### EXERCISE
Reproduce the passage of the article on social media and the pandemic from "Perhaps the most" to "nature of algorithms.".

Is your “For You” page really for you?

How the pandemic has fed into the technology addiction

Jessica McLaren, Staff Writer

Without a doubt, the novel coronavirus has completely and wholly changed our lives as we know them. It has rewritten the status quo over and over and continues to tirelessly challenge everything we stand for. Interactions that once seemed harmless and bore no significant risk to our physical wellbeing could very well put our lives, and those of the people around us, at stake.

Perhaps the most notable adaptations to the way we interact with others can be found in our use of technology — specifically that of social media. 

After schools, businesses and social functions began to shut down in response to rising COVID-19 cases across the United States, individuals turned to the internet in order to connect with one another. However, social media operates on a dangerous structural ideology that surrounds its users with like-minded individuals, distorting their perception of reality and contributing to the addictive nature of algorithms.

As the pandemic worsened and we began to spend more time at home and less time doing what we love with those we love, social media became an escape. It offered ample opportunities to pass the time, with an endless stream of content perfectly curated for each individual viewer. The problem is, social media is not real life; social media is a glamorized, cherry-picked version of life that is certainly much more appealing.

### DATA RECORDS
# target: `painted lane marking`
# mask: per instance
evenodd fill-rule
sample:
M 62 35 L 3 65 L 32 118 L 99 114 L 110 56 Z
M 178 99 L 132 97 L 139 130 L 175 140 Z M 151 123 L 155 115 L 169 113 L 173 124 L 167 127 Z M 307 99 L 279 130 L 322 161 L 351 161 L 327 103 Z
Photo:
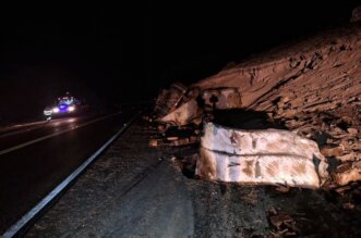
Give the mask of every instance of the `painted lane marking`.
M 116 113 L 118 114 L 118 113 Z M 12 225 L 3 235 L 3 238 L 17 237 L 24 234 L 26 229 L 35 222 L 39 215 L 45 212 L 46 208 L 59 198 L 59 196 L 65 191 L 65 189 L 71 185 L 84 171 L 85 168 L 104 151 L 117 137 L 122 134 L 128 126 L 134 122 L 141 112 L 137 112 L 128 123 L 118 130 L 104 146 L 101 146 L 95 153 L 89 156 L 81 166 L 79 166 L 71 175 L 69 175 L 60 185 L 58 185 L 52 191 L 50 191 L 47 197 L 45 197 L 39 203 L 37 203 L 31 211 L 28 211 L 21 220 L 19 220 L 14 225 Z M 1 237 L 1 236 L 0 236 Z
M 84 127 L 84 126 L 87 126 L 87 125 L 89 125 L 89 124 L 93 124 L 93 123 L 96 123 L 96 122 L 99 122 L 99 121 L 103 121 L 103 120 L 109 118 L 109 117 L 115 116 L 115 115 L 117 115 L 117 114 L 120 114 L 120 112 L 117 112 L 117 113 L 113 113 L 113 114 L 110 114 L 110 115 L 106 115 L 106 116 L 103 116 L 103 117 L 100 117 L 100 118 L 96 118 L 96 120 L 93 120 L 93 121 L 91 121 L 91 122 L 87 122 L 87 123 L 83 123 L 83 124 L 81 124 L 81 125 L 79 125 L 79 126 L 74 126 L 74 127 L 69 128 L 69 129 L 64 129 L 64 130 L 61 130 L 61 131 L 58 131 L 58 133 L 53 133 L 53 134 L 50 134 L 50 135 L 47 135 L 47 136 L 43 136 L 43 137 L 40 137 L 40 138 L 34 139 L 34 140 L 31 140 L 31 141 L 27 141 L 27 142 L 24 142 L 24 143 L 21 143 L 21 145 L 14 146 L 14 147 L 10 147 L 10 148 L 8 148 L 8 149 L 1 150 L 1 151 L 0 151 L 0 155 L 5 154 L 5 153 L 9 153 L 9 152 L 14 151 L 14 150 L 19 150 L 19 149 L 24 148 L 24 147 L 27 147 L 27 146 L 31 146 L 31 145 L 33 145 L 33 143 L 37 143 L 37 142 L 39 142 L 39 141 L 43 141 L 43 140 L 49 139 L 49 138 L 51 138 L 51 137 L 59 136 L 59 135 L 61 135 L 61 134 L 64 134 L 64 133 L 71 131 L 71 130 L 73 130 L 73 129 L 82 128 L 82 127 Z

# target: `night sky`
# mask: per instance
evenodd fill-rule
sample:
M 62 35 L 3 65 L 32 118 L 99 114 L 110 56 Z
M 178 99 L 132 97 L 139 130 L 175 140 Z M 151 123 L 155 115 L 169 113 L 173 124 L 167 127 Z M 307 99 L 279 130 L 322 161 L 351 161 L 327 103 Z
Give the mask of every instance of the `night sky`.
M 359 4 L 212 2 L 3 5 L 0 99 L 9 105 L 0 118 L 28 104 L 25 98 L 36 113 L 67 90 L 108 103 L 153 99 L 175 80 L 190 84 L 227 62 L 345 24 Z

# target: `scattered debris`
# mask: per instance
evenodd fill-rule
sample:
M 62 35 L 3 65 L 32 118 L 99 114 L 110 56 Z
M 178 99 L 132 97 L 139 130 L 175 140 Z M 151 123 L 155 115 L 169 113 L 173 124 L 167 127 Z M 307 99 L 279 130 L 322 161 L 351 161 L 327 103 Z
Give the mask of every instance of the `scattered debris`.
M 287 237 L 298 235 L 299 231 L 296 226 L 296 222 L 290 215 L 277 209 L 270 209 L 267 215 L 269 225 L 273 227 L 273 237 Z

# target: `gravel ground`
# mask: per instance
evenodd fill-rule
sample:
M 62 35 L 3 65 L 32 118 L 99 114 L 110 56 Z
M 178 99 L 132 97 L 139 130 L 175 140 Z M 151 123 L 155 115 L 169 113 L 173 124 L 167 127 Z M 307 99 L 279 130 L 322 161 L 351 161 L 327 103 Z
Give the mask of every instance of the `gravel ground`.
M 179 159 L 197 149 L 149 148 L 156 133 L 135 122 L 25 237 L 361 237 L 359 205 L 325 191 L 189 178 Z M 279 214 L 290 218 L 275 227 Z

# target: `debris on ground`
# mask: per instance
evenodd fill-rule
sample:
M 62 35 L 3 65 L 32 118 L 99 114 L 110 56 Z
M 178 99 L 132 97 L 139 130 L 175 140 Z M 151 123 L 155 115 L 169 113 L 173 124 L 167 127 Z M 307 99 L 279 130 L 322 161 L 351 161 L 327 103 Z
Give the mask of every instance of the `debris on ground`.
M 298 235 L 296 221 L 289 214 L 273 208 L 267 215 L 273 229 L 269 237 L 296 237 Z

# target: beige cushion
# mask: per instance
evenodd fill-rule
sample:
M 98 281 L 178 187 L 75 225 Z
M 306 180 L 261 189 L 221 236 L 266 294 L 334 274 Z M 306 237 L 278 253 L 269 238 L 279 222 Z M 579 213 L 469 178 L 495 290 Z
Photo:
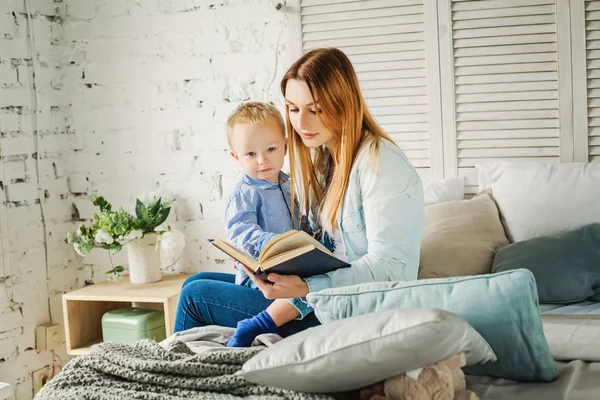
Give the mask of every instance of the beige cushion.
M 490 273 L 494 252 L 505 244 L 490 191 L 426 206 L 419 279 Z
M 237 375 L 299 392 L 343 392 L 458 353 L 465 353 L 468 365 L 497 361 L 462 317 L 434 308 L 394 308 L 298 332 L 246 361 Z

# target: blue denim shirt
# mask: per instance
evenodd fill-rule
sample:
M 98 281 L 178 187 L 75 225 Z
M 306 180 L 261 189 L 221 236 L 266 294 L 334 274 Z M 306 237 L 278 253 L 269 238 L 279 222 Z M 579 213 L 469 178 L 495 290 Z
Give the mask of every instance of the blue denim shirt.
M 398 146 L 381 140 L 375 157 L 363 145 L 337 218 L 351 268 L 306 278 L 309 292 L 416 280 L 424 209 L 421 178 Z
M 246 174 L 234 187 L 225 207 L 224 223 L 230 243 L 254 259 L 258 259 L 264 245 L 273 237 L 291 229 L 308 231 L 308 223 L 298 225 L 291 218 L 291 193 L 289 177 L 279 173 L 279 184 L 254 179 Z M 299 206 L 294 206 L 296 215 Z M 303 219 L 306 221 L 306 219 Z M 236 269 L 235 283 L 255 288 L 241 268 Z M 301 318 L 312 311 L 306 302 L 289 299 L 298 309 Z

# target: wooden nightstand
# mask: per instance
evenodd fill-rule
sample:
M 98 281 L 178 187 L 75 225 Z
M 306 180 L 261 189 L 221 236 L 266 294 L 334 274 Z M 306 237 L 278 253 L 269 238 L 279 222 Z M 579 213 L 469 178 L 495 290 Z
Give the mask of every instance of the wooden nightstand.
M 159 282 L 132 284 L 129 276 L 102 282 L 63 295 L 67 353 L 85 354 L 102 342 L 102 315 L 126 307 L 163 310 L 167 336 L 173 333 L 181 285 L 190 275 L 163 275 Z

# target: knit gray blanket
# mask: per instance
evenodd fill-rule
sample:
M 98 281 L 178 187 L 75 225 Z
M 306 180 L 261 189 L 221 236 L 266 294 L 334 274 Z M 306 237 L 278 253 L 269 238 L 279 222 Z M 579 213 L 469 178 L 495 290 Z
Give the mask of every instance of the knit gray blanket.
M 71 360 L 35 400 L 332 400 L 333 397 L 256 385 L 235 375 L 260 347 L 196 354 L 180 341 L 101 343 Z

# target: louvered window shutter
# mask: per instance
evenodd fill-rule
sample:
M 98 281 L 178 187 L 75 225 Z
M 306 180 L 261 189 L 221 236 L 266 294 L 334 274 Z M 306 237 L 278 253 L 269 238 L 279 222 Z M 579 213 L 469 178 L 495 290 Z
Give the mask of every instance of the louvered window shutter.
M 444 148 L 456 146 L 456 165 L 447 167 L 466 176 L 473 193 L 478 161 L 559 160 L 553 1 L 453 0 L 448 14 L 452 53 L 445 62 L 452 65 L 442 69 L 454 71 L 453 82 L 446 82 L 454 98 L 444 100 L 454 100 L 455 137 L 444 132 Z
M 367 104 L 421 176 L 430 168 L 423 0 L 304 0 L 302 50 L 337 47 Z M 437 51 L 437 50 L 436 50 Z
M 600 1 L 585 2 L 589 160 L 600 162 Z

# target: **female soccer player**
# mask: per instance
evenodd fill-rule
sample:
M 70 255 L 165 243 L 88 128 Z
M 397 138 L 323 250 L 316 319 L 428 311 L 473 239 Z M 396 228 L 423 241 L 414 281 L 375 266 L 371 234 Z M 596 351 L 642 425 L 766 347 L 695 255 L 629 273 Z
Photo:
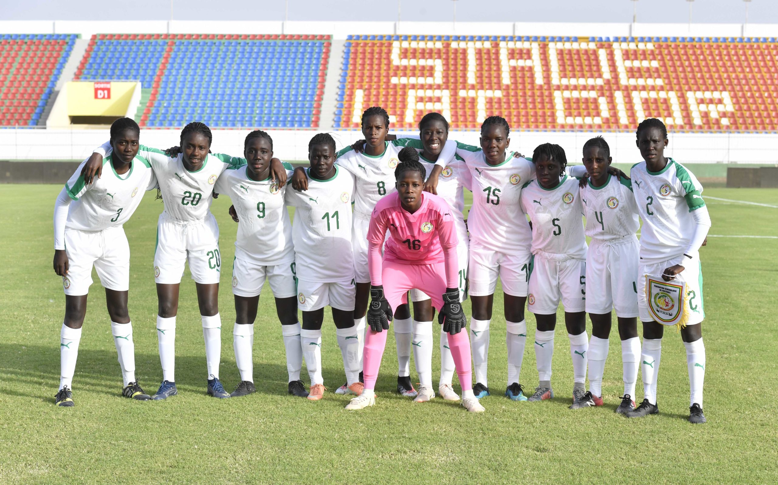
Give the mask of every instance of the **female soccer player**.
M 154 400 L 177 394 L 175 382 L 176 314 L 178 291 L 184 263 L 189 263 L 197 287 L 198 303 L 205 340 L 208 393 L 226 398 L 219 380 L 221 358 L 221 317 L 219 315 L 219 279 L 221 254 L 219 252 L 219 226 L 211 214 L 213 185 L 228 168 L 240 165 L 239 159 L 211 155 L 211 130 L 193 122 L 181 131 L 183 152 L 169 157 L 165 152 L 141 145 L 140 154 L 149 160 L 156 175 L 164 203 L 157 224 L 157 246 L 154 253 L 154 277 L 159 314 L 156 319 L 159 360 L 163 382 Z M 89 177 L 100 173 L 95 162 L 110 149 L 105 144 L 95 151 L 85 167 Z M 282 171 L 280 176 L 286 176 Z M 280 180 L 279 180 L 280 181 Z
M 370 107 L 362 115 L 362 133 L 365 136 L 364 147 L 360 150 L 346 147 L 336 155 L 338 158 L 336 163 L 351 172 L 356 180 L 352 250 L 356 281 L 354 318 L 360 340 L 360 367 L 361 348 L 363 345 L 365 331 L 365 312 L 367 310 L 370 290 L 366 236 L 370 214 L 381 197 L 394 190 L 394 170 L 398 163 L 399 151 L 405 145 L 412 145 L 419 149 L 422 148 L 421 142 L 413 138 L 387 141 L 386 135 L 388 129 L 389 115 L 386 110 L 379 106 Z M 445 159 L 450 159 L 454 156 L 454 144 L 451 144 L 440 163 L 443 163 Z M 293 177 L 293 187 L 296 190 L 306 190 L 307 188 L 306 180 L 303 169 L 297 169 Z M 413 389 L 409 377 L 412 324 L 407 309 L 404 311 L 404 314 L 406 318 L 394 323 L 399 363 L 398 392 L 403 396 L 413 397 L 416 396 L 416 391 Z M 342 386 L 335 393 L 346 393 L 346 386 Z
M 703 200 L 703 186 L 686 167 L 664 156 L 668 130 L 656 118 L 640 122 L 637 148 L 643 162 L 630 172 L 635 201 L 643 219 L 640 260 L 638 267 L 638 309 L 643 322 L 643 386 L 645 399 L 627 417 L 642 417 L 659 412 L 657 379 L 661 358 L 664 327 L 656 322 L 647 301 L 647 277 L 662 277 L 665 281 L 686 284 L 682 311 L 685 326 L 681 339 L 686 347 L 691 396 L 689 420 L 705 423 L 703 383 L 705 379 L 705 345 L 702 323 L 703 271 L 699 247 L 710 228 L 710 216 Z
M 419 154 L 408 147 L 400 152 L 395 170 L 396 194 L 376 205 L 368 231 L 370 244 L 370 329 L 365 341 L 362 394 L 346 406 L 359 410 L 375 404 L 375 386 L 386 346 L 392 309 L 407 302 L 408 290 L 417 288 L 431 295 L 440 315 L 438 322 L 448 333 L 451 354 L 462 386 L 462 405 L 471 412 L 484 408 L 473 395 L 470 370 L 470 342 L 459 302 L 457 233 L 451 209 L 438 196 L 424 194 L 426 170 Z M 387 231 L 383 260 L 381 247 Z M 384 282 L 386 283 L 384 290 Z M 438 296 L 438 295 L 441 296 Z
M 532 271 L 529 278 L 528 309 L 534 314 L 535 356 L 540 383 L 529 398 L 541 401 L 554 397 L 551 362 L 554 354 L 556 309 L 565 305 L 565 325 L 573 359 L 573 404 L 585 394 L 586 236 L 581 215 L 584 208 L 578 180 L 565 174 L 567 159 L 558 145 L 545 143 L 532 155 L 538 178 L 527 182 L 520 204 L 532 224 Z
M 240 382 L 230 394 L 245 396 L 254 385 L 254 322 L 259 295 L 265 280 L 275 297 L 275 311 L 286 350 L 288 392 L 307 397 L 300 379 L 303 367 L 300 326 L 297 321 L 297 290 L 295 279 L 292 223 L 284 203 L 286 186 L 270 176 L 273 140 L 265 131 L 251 131 L 244 142 L 247 165 L 225 170 L 214 184 L 217 194 L 232 199 L 238 219 L 233 261 L 233 294 L 235 295 L 235 326 L 233 347 L 240 372 Z M 287 176 L 293 167 L 284 164 Z
M 324 306 L 332 308 L 338 345 L 343 357 L 346 389 L 362 393 L 359 340 L 354 321 L 354 261 L 352 210 L 354 177 L 335 165 L 335 141 L 319 133 L 308 144 L 307 190 L 286 190 L 286 204 L 296 208 L 292 237 L 297 271 L 297 301 L 303 311 L 303 354 L 310 375 L 308 399 L 325 390 L 321 376 L 321 323 Z
M 586 311 L 591 320 L 587 355 L 589 390 L 573 408 L 602 406 L 602 375 L 608 358 L 611 312 L 616 309 L 622 340 L 624 396 L 616 408 L 621 414 L 635 407 L 640 340 L 637 337 L 638 242 L 640 226 L 630 180 L 608 173 L 612 159 L 602 137 L 584 144 L 588 184 L 580 189 L 586 235 L 592 238 L 587 253 Z
M 426 114 L 419 123 L 419 138 L 423 149 L 419 154 L 419 162 L 426 170 L 429 176 L 441 159 L 441 152 L 448 141 L 448 122 L 439 113 Z M 454 218 L 457 239 L 457 259 L 458 265 L 458 287 L 461 300 L 464 301 L 468 295 L 468 229 L 464 223 L 464 194 L 463 188 L 471 190 L 471 178 L 464 162 L 459 156 L 446 163 L 443 168 L 440 183 L 436 186 L 436 195 L 443 198 L 451 208 Z M 419 290 L 411 290 L 411 300 L 413 302 L 413 360 L 419 373 L 421 387 L 415 401 L 429 400 L 435 396 L 432 392 L 432 347 L 433 329 L 432 320 L 434 316 L 429 297 Z M 401 305 L 394 311 L 394 332 L 397 335 L 397 322 L 399 319 L 398 313 Z M 451 386 L 455 366 L 451 357 L 451 351 L 448 345 L 447 333 L 440 329 L 440 380 L 438 392 L 447 401 L 458 401 L 459 396 Z M 398 347 L 399 350 L 399 347 Z
M 122 228 L 138 208 L 145 190 L 156 186 L 149 162 L 138 155 L 140 128 L 130 118 L 110 126 L 111 156 L 105 161 L 110 175 L 86 183 L 84 160 L 65 183 L 54 205 L 54 270 L 62 277 L 65 321 L 60 333 L 60 381 L 58 406 L 74 405 L 72 389 L 92 267 L 105 287 L 110 331 L 124 380 L 122 396 L 138 400 L 150 396 L 135 379 L 135 347 L 127 310 L 130 284 L 130 248 Z

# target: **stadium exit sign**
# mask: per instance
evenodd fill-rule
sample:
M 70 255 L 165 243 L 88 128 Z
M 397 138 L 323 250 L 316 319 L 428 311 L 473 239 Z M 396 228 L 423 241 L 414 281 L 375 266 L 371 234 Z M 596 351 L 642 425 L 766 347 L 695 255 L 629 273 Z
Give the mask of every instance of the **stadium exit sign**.
M 95 99 L 110 99 L 110 83 L 95 82 Z

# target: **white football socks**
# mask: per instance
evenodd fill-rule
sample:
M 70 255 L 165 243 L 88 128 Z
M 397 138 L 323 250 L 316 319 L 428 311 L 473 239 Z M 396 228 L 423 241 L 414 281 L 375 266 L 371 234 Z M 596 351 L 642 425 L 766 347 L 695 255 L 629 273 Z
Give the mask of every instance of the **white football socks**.
M 126 387 L 135 382 L 135 344 L 132 341 L 132 322 L 127 323 L 110 323 L 110 333 L 114 336 L 116 354 L 121 368 L 121 379 Z
M 538 365 L 538 379 L 551 382 L 551 361 L 554 357 L 554 330 L 535 330 L 535 360 Z
M 62 323 L 59 332 L 59 389 L 65 386 L 73 389 L 73 374 L 75 361 L 79 358 L 79 344 L 81 343 L 81 329 L 72 329 Z
M 356 327 L 356 340 L 359 341 L 359 372 L 362 372 L 362 354 L 365 351 L 365 328 L 367 326 L 367 316 L 354 319 L 354 326 Z
M 640 358 L 640 339 L 635 337 L 622 340 L 622 368 L 624 380 L 624 394 L 635 400 L 635 383 L 637 382 L 637 368 Z
M 490 320 L 470 319 L 470 347 L 473 352 L 475 382 L 489 387 L 486 374 L 489 368 L 489 324 Z
M 643 392 L 651 404 L 657 403 L 657 378 L 659 362 L 662 360 L 662 339 L 643 339 Z
M 254 323 L 235 323 L 233 348 L 240 380 L 254 382 Z
M 176 382 L 176 317 L 156 316 L 156 338 L 159 345 L 162 380 Z
M 451 349 L 448 346 L 448 333 L 443 331 L 443 326 L 440 326 L 440 382 L 439 386 L 452 385 L 454 372 L 457 370 L 457 366 L 454 363 L 454 358 L 451 357 Z
M 506 320 L 507 330 L 505 333 L 505 344 L 508 347 L 508 384 L 520 383 L 521 362 L 524 360 L 524 347 L 527 346 L 527 321 L 509 322 Z
M 321 377 L 321 330 L 300 329 L 300 335 L 310 385 L 324 384 L 324 379 Z
M 578 335 L 567 334 L 570 339 L 570 359 L 573 360 L 573 382 L 574 384 L 586 383 L 587 352 L 589 350 L 589 340 L 586 331 Z
M 394 342 L 397 344 L 397 375 L 407 377 L 411 375 L 411 340 L 413 339 L 413 321 L 409 319 L 394 319 Z
M 335 328 L 335 334 L 343 358 L 346 386 L 351 386 L 359 380 L 359 340 L 356 337 L 356 327 Z
M 427 389 L 433 387 L 433 323 L 413 322 L 413 362 L 419 373 L 419 382 Z
M 281 326 L 281 334 L 284 337 L 284 348 L 286 349 L 286 373 L 289 374 L 289 382 L 300 380 L 300 372 L 303 368 L 303 345 L 300 343 L 300 322 L 294 325 Z M 362 368 L 361 361 L 359 368 Z
M 686 347 L 686 367 L 691 388 L 689 405 L 696 403 L 703 407 L 703 384 L 705 382 L 705 344 L 703 337 L 693 342 L 684 342 Z
M 201 315 L 202 337 L 205 340 L 205 365 L 208 378 L 219 379 L 219 363 L 222 360 L 222 317 L 219 313 L 212 316 Z
M 602 397 L 602 375 L 605 372 L 605 360 L 610 344 L 608 339 L 591 336 L 589 340 L 589 390 L 597 397 Z

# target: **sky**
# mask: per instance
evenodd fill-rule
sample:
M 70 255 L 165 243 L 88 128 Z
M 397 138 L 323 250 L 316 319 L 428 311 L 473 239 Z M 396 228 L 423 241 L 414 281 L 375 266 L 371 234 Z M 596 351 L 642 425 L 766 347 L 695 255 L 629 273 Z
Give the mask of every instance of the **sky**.
M 453 0 L 173 0 L 174 20 L 450 21 Z M 366 5 L 370 3 L 370 8 Z M 685 0 L 457 0 L 457 20 L 471 22 L 632 22 L 685 23 Z M 695 0 L 692 21 L 742 23 L 743 0 Z M 168 20 L 170 0 L 0 0 L 0 20 Z M 778 0 L 752 0 L 751 23 L 778 23 Z

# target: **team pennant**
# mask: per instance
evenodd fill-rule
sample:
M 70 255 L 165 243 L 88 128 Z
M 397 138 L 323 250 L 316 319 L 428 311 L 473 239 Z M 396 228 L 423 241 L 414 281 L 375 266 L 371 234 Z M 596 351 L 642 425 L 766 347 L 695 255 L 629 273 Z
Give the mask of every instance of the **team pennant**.
M 685 287 L 680 278 L 665 281 L 660 276 L 646 275 L 646 300 L 655 321 L 662 325 L 683 326 Z

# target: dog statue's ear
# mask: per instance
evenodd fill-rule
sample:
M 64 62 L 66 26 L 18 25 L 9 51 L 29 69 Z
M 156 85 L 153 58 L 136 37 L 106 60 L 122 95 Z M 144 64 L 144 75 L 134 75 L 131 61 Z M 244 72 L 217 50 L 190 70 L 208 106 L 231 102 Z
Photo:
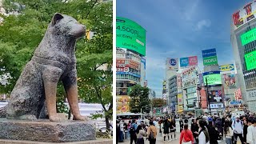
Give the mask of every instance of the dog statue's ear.
M 55 13 L 52 20 L 51 20 L 51 26 L 54 26 L 59 20 L 62 19 L 64 17 L 59 14 Z

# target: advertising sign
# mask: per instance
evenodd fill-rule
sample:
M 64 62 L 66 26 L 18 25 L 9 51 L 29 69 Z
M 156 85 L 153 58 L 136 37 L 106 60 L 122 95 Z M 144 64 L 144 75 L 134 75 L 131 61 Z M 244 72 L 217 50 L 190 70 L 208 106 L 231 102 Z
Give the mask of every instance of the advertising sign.
M 234 70 L 234 64 L 222 65 L 219 66 L 219 70 L 222 72 Z
M 141 86 L 145 86 L 145 81 L 146 81 L 146 59 L 142 58 L 141 59 Z
M 181 58 L 179 62 L 181 67 L 187 67 L 190 65 L 189 58 Z
M 234 74 L 224 74 L 223 76 L 226 87 L 235 86 Z
M 223 108 L 224 105 L 223 103 L 212 103 L 212 104 L 210 104 L 210 106 L 211 109 L 219 109 L 219 108 Z
M 119 113 L 129 112 L 129 96 L 117 97 L 117 111 Z
M 177 74 L 177 88 L 182 88 L 182 76 L 181 74 Z
M 198 57 L 197 56 L 181 58 L 179 61 L 180 61 L 180 66 L 181 67 L 187 67 L 187 66 L 198 65 Z
M 252 19 L 254 19 L 255 13 L 255 1 L 246 4 L 242 8 L 234 13 L 232 15 L 232 18 L 234 30 L 237 30 L 246 22 L 251 21 Z
M 222 101 L 222 90 L 210 90 L 209 91 L 210 102 L 221 102 Z
M 245 54 L 246 70 L 250 70 L 256 68 L 256 50 Z
M 178 94 L 178 105 L 182 105 L 182 94 Z
M 131 72 L 122 72 L 122 71 L 117 71 L 116 72 L 117 74 L 129 74 L 129 75 L 132 75 L 137 78 L 141 78 L 141 75 L 134 74 L 134 73 L 131 73 Z
M 146 30 L 134 21 L 117 17 L 116 46 L 146 55 Z
M 247 101 L 256 100 L 256 90 L 246 91 Z
M 217 55 L 212 57 L 206 57 L 202 58 L 203 66 L 218 65 Z
M 182 71 L 182 82 L 189 79 L 197 78 L 198 75 L 198 69 L 195 66 L 188 68 Z
M 189 63 L 190 66 L 197 66 L 198 63 L 198 56 L 189 57 Z
M 205 85 L 206 85 L 206 78 L 209 86 L 222 84 L 222 77 L 219 71 L 203 73 L 203 83 Z
M 167 58 L 166 59 L 166 70 L 178 70 L 178 58 Z
M 129 72 L 129 67 L 118 67 L 117 71 Z
M 216 49 L 208 49 L 202 50 L 202 58 L 212 57 L 216 56 Z
M 241 35 L 242 46 L 251 42 L 256 39 L 256 28 Z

### OUTPUT FOR THIS EXERCISE
Perhaps the most notable adaptations to the way we interact with others can be found in our use of technology — specifically that of social media. 

After schools, businesses and social functions began to shut down in response to rising COVID-19 cases across the United States, individuals turned to the internet in order to connect with one another. However, social media operates on a dangerous structural ideology that surrounds its users with like-minded individuals, distorting their perception of reality and contributing to the addictive nature of algorithms.